Commemorating the 200th anniversary of the publication of Mary Shelley’s Frankenstein in 1818, Videographic Frankenstein reflects on the novel’s visual legacy across more than a century of adaptation in film, television, and other media. For this purpose, the exhibition foregrounds scholarly and creative uses of digital video for the presentation of research, argumentation, and critical analysis of moving-image media. Such work, referred to variously as videographic criticism, videographic scholarship, or simply the “video essay,” is highly self-reflexive, in that it utilizes the medium of moving images in order to study moving-image media. This self-reflexive methodology is particularly appropriate for the study of Frankenstein and its many adaptations, as it provides a unique opportunity to experimentally probe the interfacing of humans and technologies that makes up the core thematic concern of Shelley’s tale and the quintessential modern myth that it has become. This is the case, above all, because cinema itself works by stitching together “dead” photographic traces of the past to “animate” its hybrid compositions, and it can therefore be regarded as a “Frankensteinian” technology in its own right. The many Frankenstein films produced over the past century – over 200 movies, by some estimates, stretching from Thomas Edison’s silent Frankenstein (1910) to digitally enhanced CGI spectacles like Van Helsing (2004) and I, Frankenstein (2014) – offer an important register of the historically contingent relations between humans and their technologies, including the relation of spectators to the cinematic medium and apparatus. Videographic explorations of this rich archive of moving-image media thus provide an exceptional opportunity to think about our evolving relations to technology, including media technologies, while contributing to and helping to shape an emerging field of scholarly and creative media practice.
As the title suggests, “Frankenstein (2018)” is yet another adaptation of the Frankenstein mythology for the screen. The Frankenstein mythology considers self-inflicted disaster with technology-gone-wild as the catalyst. As new technology amplifies power, so it amplifies consequences. “Frankenstein (2018)” is a silent animation cycle. It is a cinematic adaptation that is broken in normal narrative terms. There is no beginning and no end – only a perpetual middle where the action is stuck like bad code in an infinite while-loop.
Frankenstein lacks an iconic television version, so by following the patchwork logic of the story, this video creates a deformed collage that strives to assemble the essential sound and vision of Frankenstein’s televised monster.
This video essay examines a sub-genre of the Frankenstein film in which a mad doctor attempts to revive a disfigured/dead daughter/fiancée by stealing parts from female victims. As the video demonstrates, the (often unmet) critical potential of such films is their narrative condensation of the part-for-whole logic through which female bodies are often represented in the media.
“The Meaning of ‘Animation’ in Edison’s Frankenstein” is both a close reading of the first known (and once lost) Frankenstein film and an experiment with videographic form: the “annotation essay” presents the complete film (now in the public domain) and uses onscreen text to place it in its media-historical and technological-phenomenological contexts.

- - -

■ EXERCISE BRIEF
List the names that the Videographic Frankenstein text gives for scholarly and creative work that uses digital video to study moving-image media.

(Records from a data source)
- - -

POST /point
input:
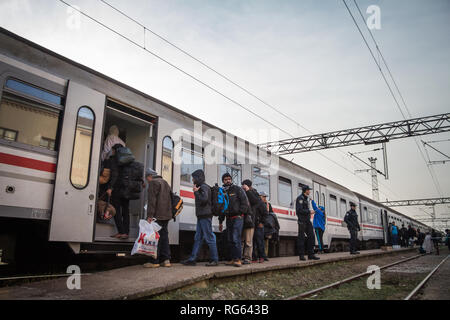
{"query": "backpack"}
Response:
(177, 205)
(131, 180)
(219, 201)
(124, 156)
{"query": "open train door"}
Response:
(73, 211)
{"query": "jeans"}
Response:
(122, 217)
(319, 236)
(234, 232)
(353, 237)
(394, 239)
(163, 252)
(258, 242)
(204, 232)
(247, 241)
(305, 227)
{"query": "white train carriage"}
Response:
(54, 116)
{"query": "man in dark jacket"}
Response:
(259, 210)
(351, 219)
(304, 212)
(122, 205)
(411, 234)
(202, 193)
(237, 207)
(271, 227)
(403, 234)
(160, 208)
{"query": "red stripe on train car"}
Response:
(280, 211)
(374, 227)
(187, 194)
(27, 163)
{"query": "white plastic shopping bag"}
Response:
(147, 241)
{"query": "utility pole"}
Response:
(375, 193)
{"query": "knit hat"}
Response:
(226, 174)
(150, 172)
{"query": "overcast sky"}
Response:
(306, 58)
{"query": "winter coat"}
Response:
(428, 244)
(411, 233)
(302, 208)
(394, 230)
(319, 217)
(258, 207)
(238, 205)
(159, 199)
(351, 219)
(272, 227)
(202, 196)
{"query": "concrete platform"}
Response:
(137, 282)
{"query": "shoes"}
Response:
(237, 263)
(189, 263)
(166, 264)
(151, 265)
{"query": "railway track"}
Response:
(366, 274)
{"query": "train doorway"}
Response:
(137, 130)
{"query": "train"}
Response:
(54, 116)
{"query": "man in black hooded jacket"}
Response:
(237, 208)
(259, 212)
(202, 193)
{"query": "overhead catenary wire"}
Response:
(174, 66)
(202, 82)
(430, 169)
(191, 76)
(146, 28)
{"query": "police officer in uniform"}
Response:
(351, 219)
(304, 212)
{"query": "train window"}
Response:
(27, 122)
(284, 192)
(33, 91)
(8, 134)
(167, 160)
(81, 157)
(343, 207)
(261, 180)
(191, 160)
(333, 206)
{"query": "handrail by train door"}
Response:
(75, 195)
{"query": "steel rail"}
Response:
(420, 285)
(338, 283)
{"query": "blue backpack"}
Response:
(219, 201)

- - -

■ EXERCISE OUTPUT
- videographic criticism
- videographic scholarship
- the "video essay"